*EXTRACTED TEXT:*
..........

Since 1999, more than 2,000 minors from five countries, including Colombia, have visited the United States, and more than 80% of them have found their adoptive parents.

Campbell participated in the program in 2018 and met a 13-year-old teenager. However, the adoption process could not be started. “I had had the girl for five weeks, and I was excited about her, but when she returned to Colombia, she was no longer available for adoption,” said Campbell.

Fate wanted them together

After months, Kidsave contacted Campbell again. They told her that there was another girl who was looking for a family. The girl had also come to the United States in 2018. “But she didn’t find a family either. The people who received her could not adopt her,” Campbell said.

Blind love

“They told me about Flor, and when I read her file, and I knew that she was going to be my daughter. So, without knowing her, I started the adoption papers,” she said.

That same October 2018, Campbell applied to adopt her. The paperwork took two months before she finally received approval.

The following weeks were spent getting to know each other through Zoom. “We talked a lot to get to know each other and we felt well connected,” Campbell recalled.

Finally, on April 1, 2019, the day came for them to see each other in person. “I traveled to Bogotá to pick up who would be my daughter,” she said.

..........

*ACTIVITY LIST:*
1. Write out the passage of the adoption article from "Campbell participated in" up to and including "finally received approval.".
2. Translate this sentence from the adoption article into Spanish: "The paperwork took two months before she finally received approval."
3. Extend the adoption article by writing what comes after its final sentence.

..........

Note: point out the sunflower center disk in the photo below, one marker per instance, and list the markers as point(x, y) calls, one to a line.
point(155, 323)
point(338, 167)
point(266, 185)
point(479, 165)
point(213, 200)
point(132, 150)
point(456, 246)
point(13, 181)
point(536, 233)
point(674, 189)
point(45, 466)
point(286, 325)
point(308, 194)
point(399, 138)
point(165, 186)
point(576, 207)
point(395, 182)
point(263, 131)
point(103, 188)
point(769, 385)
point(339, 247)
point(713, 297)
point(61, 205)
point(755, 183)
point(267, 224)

..........

*REPLIES:*
1.
Campbell participated in the program in 2018 and met a 13-year-old teenager. However, the adoption process could not be started. “I had had the girl for five weeks, and I was excited about her, but when she returned to Colombia, she was no longer available for adoption,” said Campbell.

Fate wanted them together

After months, Kidsave contacted Campbell again. They told her that there was another girl who was looking for a family. The girl had also come to the United States in 2018. “But she didn’t find a family either. The people who received her could not adopt her,” Campbell said.

Blind love

“They told me about Flor, and when I read her file, and I knew that she was going to be my daughter. So, without knowing her, I started the adoption papers,” she said.

That same October 2018, Campbell applied to adopt her. The paperwork took two months before she finally received approval.

2. Los trámites tardaron dos meses antes de que finalmente recibiera la aprobación.

3.
A video shows how nervous Flor was waiting at the wellness center for her future mother. When Flor and Kristiana saw each other, Flor ran to hug Kristina tightly. It was as if she did not want to let go of her, as her eyes filled with tears. Her smile could light up a room.

Radical life change

“Flor is a very special girl, very strong and loving. We get along well, and the house is always happy,” said the Campbell. The young girl is adapting to the new system, as she is learning English and recently just started school in person.

Covid-19 benefits

Campbell says the pandemic benefited her and her daughter by giving them more time to get to know each other better.

The lawyer adopted Flor in April 2019. “I asked for six months’ leave to spend time with my daughter,” she said. She returned to work in January and in March the pandemic was declared, thus, closing everything. “So, we were able to spend an entire year together because I work from home,” she said.

Kidsave spokesperson

Campbell is now part of the Kidsave team and promoted the program at various events during July and August. “The important thing about Kidsave is that it focuses on older children, who have little chance of finding a family. Most people want to adopt young children and it is difficult for teens,” Campbell said.

In fact, Flor spent most of her life in foster care. “She wanted a permanent home,” her mother said.

Program history

Kidsave was born at the initiative of Terry Baugh and her business partner, Randi Thompson.

In 1993, Baugh traveled to Russia to adopt a child. She was not prepared for what she saw. The orphanage was a large, cold institution with an insufficient number of caregivers for all the children. Children with shaved heads sat in pens without toys or stimulation. The caregivers meant well, but there were too few for so many children.

For months afterward, Baugh could not get the children’s faces out of her mind and shared her experience with Thompson, who was also a foster mother.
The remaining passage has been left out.